**Kısa alıştırma:**
Aşağıdaki bölgesel bankalarla ilgili metinden "ABD’de bölgesel bankalara" sözcüklerinden başlayıp "çeşitli raporlar yayınlandı." sözcükleri de dahil olmak üzere olan kısmı aynen yazar mısınız?

┌─ Belge bölümü

ABD’de bölgesel bankalara ilişkin endişeler ve artan kredi riskleri kredi fonlarından büyük çıkışın yaşanmasında etkili oldu. Bölgesel bankaları izleyen endeks arka arkaya dört hafta gerileme kaydetti. İlgili süreçte uluslararası kuruluşlardan ABD’de kredi piyasasındaki gerginliğin devam etmesi, emeklilik fonları da dahil olmak üzere uzun pozisyondaki yatırımcıların satış yapmaya zorlanmasına ve borsalarda yeni trend dönüşümüne sebep olacağı riskine karşı çeşitli raporlar yayınlandı.

└─
┌─ Çıkarılan kayıtlar

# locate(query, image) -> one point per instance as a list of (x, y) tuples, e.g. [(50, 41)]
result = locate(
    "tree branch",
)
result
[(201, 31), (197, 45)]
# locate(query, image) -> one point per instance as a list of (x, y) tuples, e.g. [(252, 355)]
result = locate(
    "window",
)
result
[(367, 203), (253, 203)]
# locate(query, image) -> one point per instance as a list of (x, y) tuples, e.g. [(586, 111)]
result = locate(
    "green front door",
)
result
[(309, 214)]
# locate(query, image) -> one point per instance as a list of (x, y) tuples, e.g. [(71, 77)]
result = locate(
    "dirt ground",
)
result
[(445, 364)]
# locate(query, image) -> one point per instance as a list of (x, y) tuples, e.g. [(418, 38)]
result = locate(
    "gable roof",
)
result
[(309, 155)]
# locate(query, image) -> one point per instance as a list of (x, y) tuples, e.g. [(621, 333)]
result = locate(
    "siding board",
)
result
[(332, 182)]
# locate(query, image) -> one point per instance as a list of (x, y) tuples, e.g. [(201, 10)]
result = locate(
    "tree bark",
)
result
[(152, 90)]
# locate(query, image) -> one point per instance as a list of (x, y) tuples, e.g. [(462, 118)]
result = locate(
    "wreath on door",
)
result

└─

**Çözüm:**
ABD’de bölgesel bankalara ilişkin endişeler ve artan kredi riskleri kredi fonlarından büyük çıkışın yaşanmasında etkili oldu. Bölgesel bankaları izleyen endeks arka arkaya dört hafta gerileme kaydetti. İlgili süreçte uluslararası kuruluşlardan ABD’de kredi piyasasındaki gerginliğin devam etmesi, emeklilik fonları da dahil olmak üzere uzun pozisyondaki yatırımcıların satış yapmaya zorlanmasına ve borsalarda yeni trend dönüşümüne sebep olacağı riskine karşı çeşitli raporlar yayınlandı.